Exercise
Count the lines in the listing below that contain the word "white", and reply with only that number.

Listed entries
□ □ □ □ □

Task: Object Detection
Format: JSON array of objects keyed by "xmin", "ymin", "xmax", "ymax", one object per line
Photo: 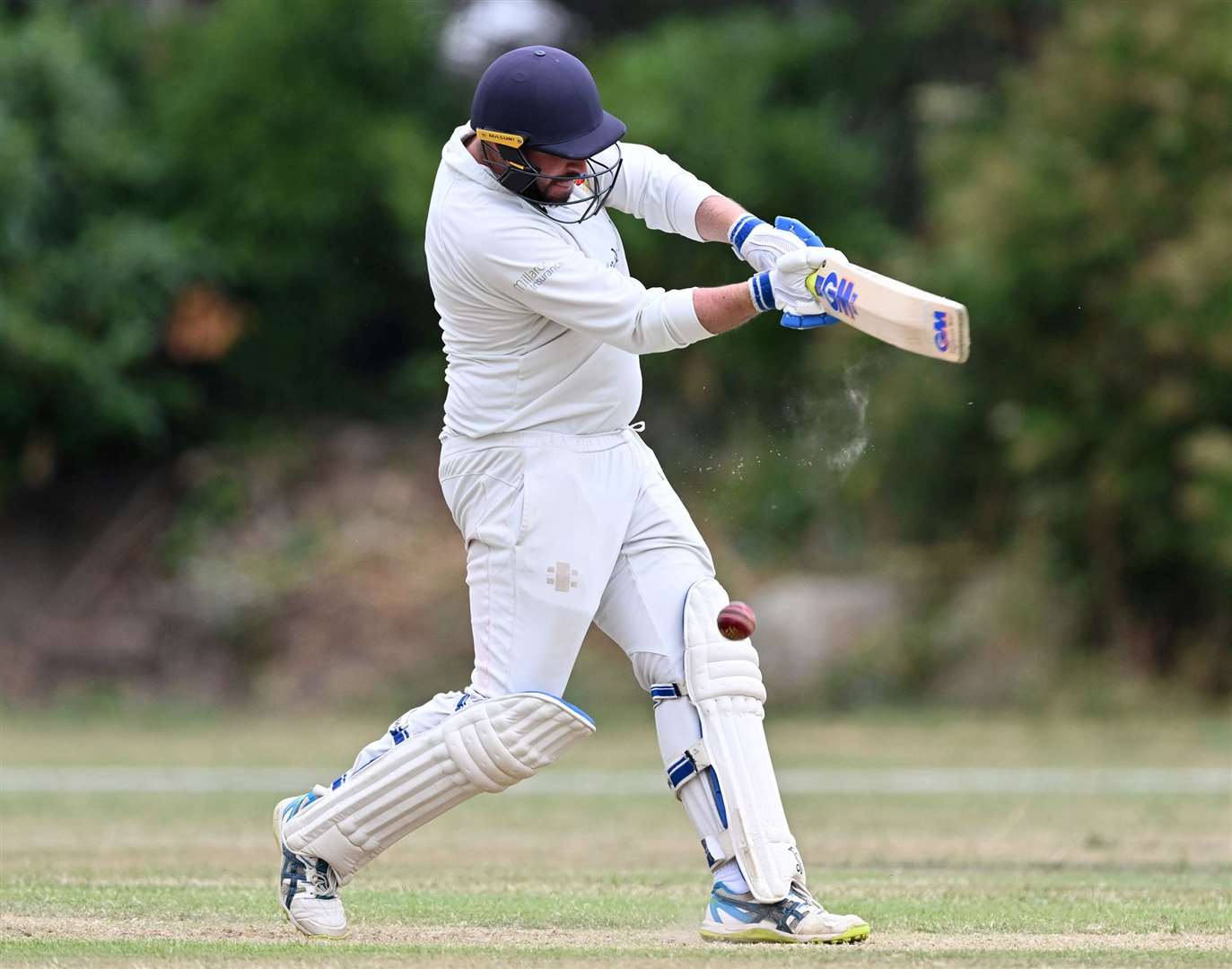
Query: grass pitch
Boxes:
[{"xmin": 0, "ymin": 715, "xmax": 1232, "ymax": 966}]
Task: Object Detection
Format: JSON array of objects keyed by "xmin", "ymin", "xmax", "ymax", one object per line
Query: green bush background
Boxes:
[{"xmin": 0, "ymin": 0, "xmax": 1232, "ymax": 694}]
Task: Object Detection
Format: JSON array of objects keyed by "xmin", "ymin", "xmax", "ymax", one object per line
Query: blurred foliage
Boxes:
[
  {"xmin": 0, "ymin": 4, "xmax": 208, "ymax": 496},
  {"xmin": 0, "ymin": 0, "xmax": 1232, "ymax": 691},
  {"xmin": 873, "ymin": 3, "xmax": 1232, "ymax": 689}
]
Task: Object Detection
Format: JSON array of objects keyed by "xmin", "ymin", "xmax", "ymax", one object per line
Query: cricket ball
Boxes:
[{"xmin": 718, "ymin": 602, "xmax": 757, "ymax": 639}]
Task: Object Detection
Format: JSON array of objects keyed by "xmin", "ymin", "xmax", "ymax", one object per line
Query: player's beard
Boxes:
[{"xmin": 526, "ymin": 179, "xmax": 577, "ymax": 205}]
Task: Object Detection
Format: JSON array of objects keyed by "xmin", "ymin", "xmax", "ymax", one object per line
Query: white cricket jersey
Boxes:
[{"xmin": 424, "ymin": 125, "xmax": 716, "ymax": 439}]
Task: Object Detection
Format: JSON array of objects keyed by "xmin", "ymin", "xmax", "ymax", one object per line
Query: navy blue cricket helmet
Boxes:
[{"xmin": 470, "ymin": 46, "xmax": 625, "ymax": 222}]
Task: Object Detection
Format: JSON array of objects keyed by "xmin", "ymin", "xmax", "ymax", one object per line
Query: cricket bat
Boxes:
[{"xmin": 805, "ymin": 254, "xmax": 971, "ymax": 363}]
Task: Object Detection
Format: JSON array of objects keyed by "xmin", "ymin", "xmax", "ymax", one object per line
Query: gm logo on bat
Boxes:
[
  {"xmin": 805, "ymin": 272, "xmax": 860, "ymax": 317},
  {"xmin": 932, "ymin": 309, "xmax": 950, "ymax": 354}
]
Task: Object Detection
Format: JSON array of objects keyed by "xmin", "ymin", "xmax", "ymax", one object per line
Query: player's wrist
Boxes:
[
  {"xmin": 749, "ymin": 270, "xmax": 777, "ymax": 313},
  {"xmin": 727, "ymin": 212, "xmax": 766, "ymax": 258}
]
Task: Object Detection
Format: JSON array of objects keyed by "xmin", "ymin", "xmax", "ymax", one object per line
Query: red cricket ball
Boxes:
[{"xmin": 718, "ymin": 602, "xmax": 757, "ymax": 639}]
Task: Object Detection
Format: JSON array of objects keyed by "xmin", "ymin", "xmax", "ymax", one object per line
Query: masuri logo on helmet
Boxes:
[{"xmin": 470, "ymin": 46, "xmax": 625, "ymax": 223}]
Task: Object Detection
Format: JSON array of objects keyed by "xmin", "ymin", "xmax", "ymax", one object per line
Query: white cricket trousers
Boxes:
[{"xmin": 342, "ymin": 427, "xmax": 714, "ymax": 770}]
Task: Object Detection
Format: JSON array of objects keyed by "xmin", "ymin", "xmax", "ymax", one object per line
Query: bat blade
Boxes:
[{"xmin": 806, "ymin": 255, "xmax": 971, "ymax": 363}]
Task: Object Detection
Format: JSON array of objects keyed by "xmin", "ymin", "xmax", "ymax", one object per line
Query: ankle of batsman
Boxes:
[{"xmin": 274, "ymin": 39, "xmax": 968, "ymax": 943}]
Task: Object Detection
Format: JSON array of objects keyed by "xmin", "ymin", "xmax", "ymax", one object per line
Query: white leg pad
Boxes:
[
  {"xmin": 284, "ymin": 694, "xmax": 595, "ymax": 883},
  {"xmin": 684, "ymin": 579, "xmax": 805, "ymax": 902}
]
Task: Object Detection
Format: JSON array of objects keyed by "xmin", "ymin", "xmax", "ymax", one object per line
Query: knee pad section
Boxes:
[
  {"xmin": 684, "ymin": 579, "xmax": 805, "ymax": 903},
  {"xmin": 284, "ymin": 694, "xmax": 595, "ymax": 883}
]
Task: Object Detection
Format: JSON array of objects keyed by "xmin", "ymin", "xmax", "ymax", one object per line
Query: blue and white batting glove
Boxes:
[
  {"xmin": 773, "ymin": 215, "xmax": 839, "ymax": 330},
  {"xmin": 727, "ymin": 215, "xmax": 839, "ymax": 330},
  {"xmin": 727, "ymin": 214, "xmax": 812, "ymax": 272},
  {"xmin": 749, "ymin": 246, "xmax": 834, "ymax": 318}
]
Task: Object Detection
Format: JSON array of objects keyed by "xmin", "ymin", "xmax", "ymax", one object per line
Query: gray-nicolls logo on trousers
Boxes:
[{"xmin": 547, "ymin": 562, "xmax": 578, "ymax": 592}]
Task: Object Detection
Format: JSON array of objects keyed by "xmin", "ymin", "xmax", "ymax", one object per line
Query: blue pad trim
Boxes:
[{"xmin": 521, "ymin": 689, "xmax": 595, "ymax": 727}]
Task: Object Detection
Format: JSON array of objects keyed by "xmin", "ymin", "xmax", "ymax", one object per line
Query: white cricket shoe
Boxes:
[
  {"xmin": 701, "ymin": 882, "xmax": 869, "ymax": 945},
  {"xmin": 274, "ymin": 793, "xmax": 346, "ymax": 938}
]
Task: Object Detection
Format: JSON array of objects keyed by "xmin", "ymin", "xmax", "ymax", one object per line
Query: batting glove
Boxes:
[
  {"xmin": 727, "ymin": 215, "xmax": 820, "ymax": 272},
  {"xmin": 749, "ymin": 246, "xmax": 836, "ymax": 318},
  {"xmin": 773, "ymin": 215, "xmax": 839, "ymax": 330}
]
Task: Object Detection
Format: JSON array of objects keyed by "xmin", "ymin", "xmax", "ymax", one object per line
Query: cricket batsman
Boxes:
[{"xmin": 274, "ymin": 47, "xmax": 869, "ymax": 942}]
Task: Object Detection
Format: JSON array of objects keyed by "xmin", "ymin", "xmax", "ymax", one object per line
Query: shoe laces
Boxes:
[{"xmin": 304, "ymin": 858, "xmax": 337, "ymax": 899}]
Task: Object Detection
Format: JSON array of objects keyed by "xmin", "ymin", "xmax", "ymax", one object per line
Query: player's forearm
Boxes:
[
  {"xmin": 694, "ymin": 282, "xmax": 759, "ymax": 334},
  {"xmin": 695, "ymin": 195, "xmax": 747, "ymax": 242}
]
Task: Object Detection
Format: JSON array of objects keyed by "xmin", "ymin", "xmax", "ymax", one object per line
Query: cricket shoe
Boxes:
[
  {"xmin": 274, "ymin": 791, "xmax": 346, "ymax": 938},
  {"xmin": 701, "ymin": 882, "xmax": 869, "ymax": 945}
]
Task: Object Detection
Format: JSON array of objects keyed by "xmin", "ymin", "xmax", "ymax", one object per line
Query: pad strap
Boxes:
[
  {"xmin": 282, "ymin": 692, "xmax": 595, "ymax": 884},
  {"xmin": 651, "ymin": 684, "xmax": 687, "ymax": 707},
  {"xmin": 668, "ymin": 740, "xmax": 710, "ymax": 798}
]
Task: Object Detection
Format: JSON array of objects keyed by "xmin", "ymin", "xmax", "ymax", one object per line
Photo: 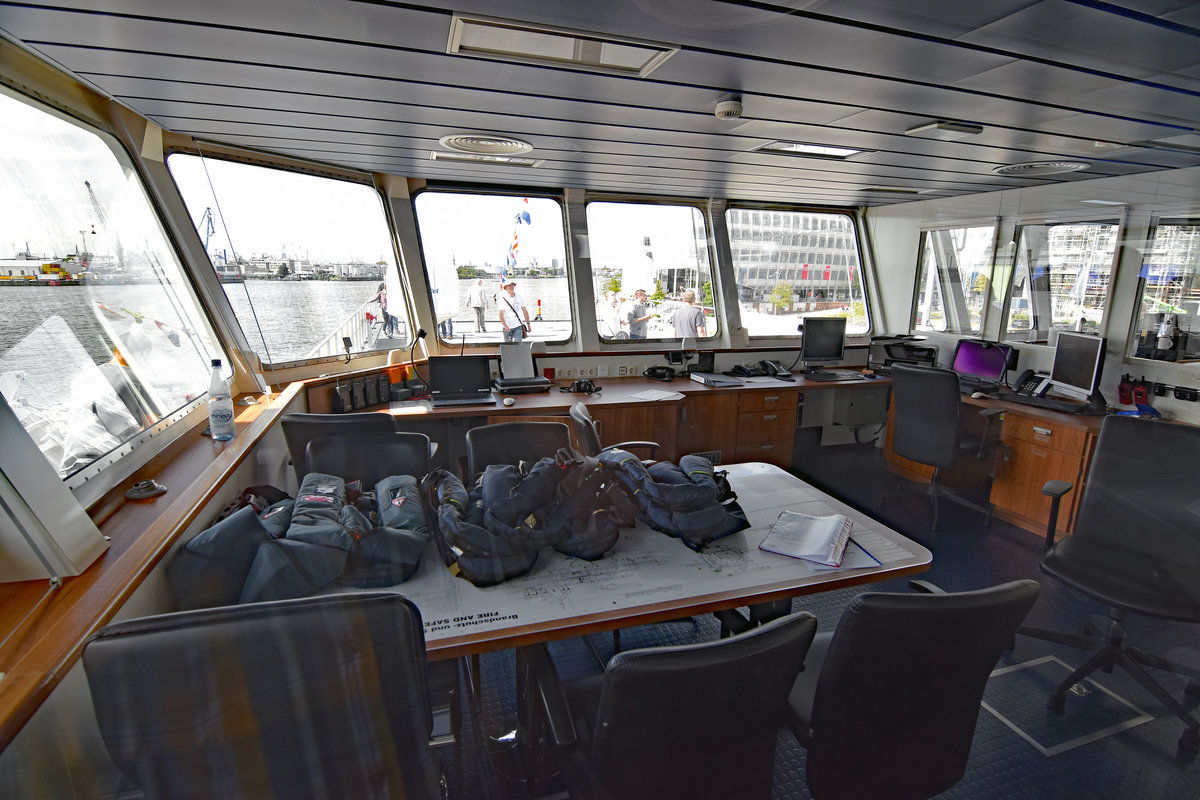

□ □ □ □ □

Result of this exercise
5